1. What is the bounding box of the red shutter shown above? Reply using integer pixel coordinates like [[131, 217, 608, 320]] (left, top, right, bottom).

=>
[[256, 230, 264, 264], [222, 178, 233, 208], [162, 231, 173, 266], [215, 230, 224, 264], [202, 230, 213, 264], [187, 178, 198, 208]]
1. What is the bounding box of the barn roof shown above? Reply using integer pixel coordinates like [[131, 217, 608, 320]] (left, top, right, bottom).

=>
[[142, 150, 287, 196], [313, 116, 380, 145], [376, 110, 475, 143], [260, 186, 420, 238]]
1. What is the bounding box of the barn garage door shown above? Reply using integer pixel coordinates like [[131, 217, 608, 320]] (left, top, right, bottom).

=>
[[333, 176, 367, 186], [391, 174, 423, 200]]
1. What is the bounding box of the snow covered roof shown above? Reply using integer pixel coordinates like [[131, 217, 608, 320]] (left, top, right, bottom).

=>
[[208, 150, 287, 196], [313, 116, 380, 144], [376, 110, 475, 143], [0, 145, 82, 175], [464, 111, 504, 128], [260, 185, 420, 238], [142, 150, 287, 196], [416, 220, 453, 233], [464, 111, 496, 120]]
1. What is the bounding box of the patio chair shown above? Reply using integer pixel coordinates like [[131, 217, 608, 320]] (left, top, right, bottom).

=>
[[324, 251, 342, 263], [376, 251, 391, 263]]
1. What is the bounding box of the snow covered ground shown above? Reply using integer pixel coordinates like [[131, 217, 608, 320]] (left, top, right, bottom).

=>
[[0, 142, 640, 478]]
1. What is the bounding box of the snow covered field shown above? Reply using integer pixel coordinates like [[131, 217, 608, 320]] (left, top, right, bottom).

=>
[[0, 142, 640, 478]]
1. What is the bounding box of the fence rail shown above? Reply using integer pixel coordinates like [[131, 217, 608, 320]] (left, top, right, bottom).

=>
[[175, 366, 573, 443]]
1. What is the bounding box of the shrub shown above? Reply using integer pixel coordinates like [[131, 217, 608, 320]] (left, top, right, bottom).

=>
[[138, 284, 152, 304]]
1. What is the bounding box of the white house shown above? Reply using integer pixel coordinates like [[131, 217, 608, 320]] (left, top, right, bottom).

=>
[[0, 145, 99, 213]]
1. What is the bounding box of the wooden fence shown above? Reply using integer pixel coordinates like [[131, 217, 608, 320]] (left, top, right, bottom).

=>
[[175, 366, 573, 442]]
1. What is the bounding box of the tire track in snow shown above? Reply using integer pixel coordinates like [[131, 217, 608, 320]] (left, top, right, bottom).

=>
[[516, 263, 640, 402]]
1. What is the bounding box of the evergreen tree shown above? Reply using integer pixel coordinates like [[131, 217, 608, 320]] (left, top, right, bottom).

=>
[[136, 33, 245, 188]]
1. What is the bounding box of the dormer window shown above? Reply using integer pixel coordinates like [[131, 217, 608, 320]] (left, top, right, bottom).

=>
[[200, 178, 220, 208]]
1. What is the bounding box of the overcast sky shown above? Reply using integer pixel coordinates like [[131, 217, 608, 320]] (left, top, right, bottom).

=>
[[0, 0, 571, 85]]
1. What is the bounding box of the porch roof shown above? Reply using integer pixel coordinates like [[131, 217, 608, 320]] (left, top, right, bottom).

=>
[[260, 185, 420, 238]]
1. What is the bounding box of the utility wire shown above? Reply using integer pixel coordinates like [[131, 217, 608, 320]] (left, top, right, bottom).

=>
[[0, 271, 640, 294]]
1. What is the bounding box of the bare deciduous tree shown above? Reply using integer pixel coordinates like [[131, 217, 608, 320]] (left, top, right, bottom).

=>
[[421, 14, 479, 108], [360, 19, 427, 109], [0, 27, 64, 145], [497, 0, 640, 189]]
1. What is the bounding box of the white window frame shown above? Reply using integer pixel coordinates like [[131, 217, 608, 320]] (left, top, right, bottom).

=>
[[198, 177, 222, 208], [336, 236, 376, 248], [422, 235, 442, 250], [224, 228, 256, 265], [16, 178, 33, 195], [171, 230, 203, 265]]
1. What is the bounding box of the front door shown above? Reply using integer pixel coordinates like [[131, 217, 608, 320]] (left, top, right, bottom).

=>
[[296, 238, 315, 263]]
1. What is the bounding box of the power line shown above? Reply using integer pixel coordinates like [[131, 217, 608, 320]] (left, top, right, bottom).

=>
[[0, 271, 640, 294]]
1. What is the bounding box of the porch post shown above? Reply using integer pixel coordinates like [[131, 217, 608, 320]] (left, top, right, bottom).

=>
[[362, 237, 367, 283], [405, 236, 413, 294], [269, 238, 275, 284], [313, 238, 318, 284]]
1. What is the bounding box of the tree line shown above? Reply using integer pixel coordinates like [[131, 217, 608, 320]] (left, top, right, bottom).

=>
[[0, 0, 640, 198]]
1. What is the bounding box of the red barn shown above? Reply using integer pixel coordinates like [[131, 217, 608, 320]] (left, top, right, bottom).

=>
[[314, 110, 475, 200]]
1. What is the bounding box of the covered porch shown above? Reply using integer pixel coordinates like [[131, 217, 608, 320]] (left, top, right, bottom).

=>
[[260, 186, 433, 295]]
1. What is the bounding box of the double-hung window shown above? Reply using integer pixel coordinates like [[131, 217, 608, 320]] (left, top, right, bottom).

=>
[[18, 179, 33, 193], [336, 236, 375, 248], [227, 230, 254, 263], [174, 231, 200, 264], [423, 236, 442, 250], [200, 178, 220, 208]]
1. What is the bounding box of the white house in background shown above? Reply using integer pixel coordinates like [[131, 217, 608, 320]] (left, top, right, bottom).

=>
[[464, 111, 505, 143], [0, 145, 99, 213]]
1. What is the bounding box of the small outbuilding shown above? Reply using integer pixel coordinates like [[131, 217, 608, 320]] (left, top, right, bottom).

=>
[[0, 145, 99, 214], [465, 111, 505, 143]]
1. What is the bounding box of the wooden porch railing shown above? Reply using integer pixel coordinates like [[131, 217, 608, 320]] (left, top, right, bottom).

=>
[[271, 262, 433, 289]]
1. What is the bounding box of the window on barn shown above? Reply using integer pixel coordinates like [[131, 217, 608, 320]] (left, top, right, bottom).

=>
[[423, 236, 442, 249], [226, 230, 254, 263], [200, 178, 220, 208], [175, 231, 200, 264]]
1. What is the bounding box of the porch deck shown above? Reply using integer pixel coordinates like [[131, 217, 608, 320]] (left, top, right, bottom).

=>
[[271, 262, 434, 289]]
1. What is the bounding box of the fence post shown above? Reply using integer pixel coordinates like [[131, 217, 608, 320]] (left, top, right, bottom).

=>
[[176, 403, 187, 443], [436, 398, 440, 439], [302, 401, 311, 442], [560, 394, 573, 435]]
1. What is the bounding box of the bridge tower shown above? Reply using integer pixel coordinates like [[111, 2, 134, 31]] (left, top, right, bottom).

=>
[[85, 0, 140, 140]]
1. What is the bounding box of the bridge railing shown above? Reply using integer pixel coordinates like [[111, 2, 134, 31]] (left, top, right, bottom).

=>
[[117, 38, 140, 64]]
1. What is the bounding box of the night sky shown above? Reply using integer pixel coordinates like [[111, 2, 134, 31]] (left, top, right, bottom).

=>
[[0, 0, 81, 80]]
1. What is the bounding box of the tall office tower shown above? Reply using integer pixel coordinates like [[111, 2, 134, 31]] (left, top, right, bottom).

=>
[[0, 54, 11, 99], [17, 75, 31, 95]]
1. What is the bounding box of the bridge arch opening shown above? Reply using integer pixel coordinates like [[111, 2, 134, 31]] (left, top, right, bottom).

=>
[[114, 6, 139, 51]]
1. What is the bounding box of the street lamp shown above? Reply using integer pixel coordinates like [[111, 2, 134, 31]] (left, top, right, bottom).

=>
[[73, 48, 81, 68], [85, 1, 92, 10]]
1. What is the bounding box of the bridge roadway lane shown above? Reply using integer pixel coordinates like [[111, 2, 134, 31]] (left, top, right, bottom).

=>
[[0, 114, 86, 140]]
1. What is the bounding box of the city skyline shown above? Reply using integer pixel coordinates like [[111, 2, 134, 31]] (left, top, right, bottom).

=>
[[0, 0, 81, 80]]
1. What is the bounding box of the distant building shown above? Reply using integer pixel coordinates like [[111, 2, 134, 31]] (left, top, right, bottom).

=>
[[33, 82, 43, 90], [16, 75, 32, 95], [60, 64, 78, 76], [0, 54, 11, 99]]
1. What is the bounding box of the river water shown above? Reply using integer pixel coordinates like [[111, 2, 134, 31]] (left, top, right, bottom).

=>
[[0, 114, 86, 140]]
════
:: STATED TASK ::
Copy out everything from the first line of the entries down through the line containing "178, 198, 208]]", including both ends, reproducing each character and line break without change.

:: ANSWER TO THIS PROBLEM ::
1. What is the bounding box of the red shutter shown above? Reply using integer pixel coordinates like [[131, 217, 608, 320]] (left, top, right, bottom).

=>
[[256, 230, 264, 264], [222, 178, 233, 208], [162, 231, 173, 266], [215, 230, 224, 264], [202, 230, 213, 264], [187, 178, 198, 208]]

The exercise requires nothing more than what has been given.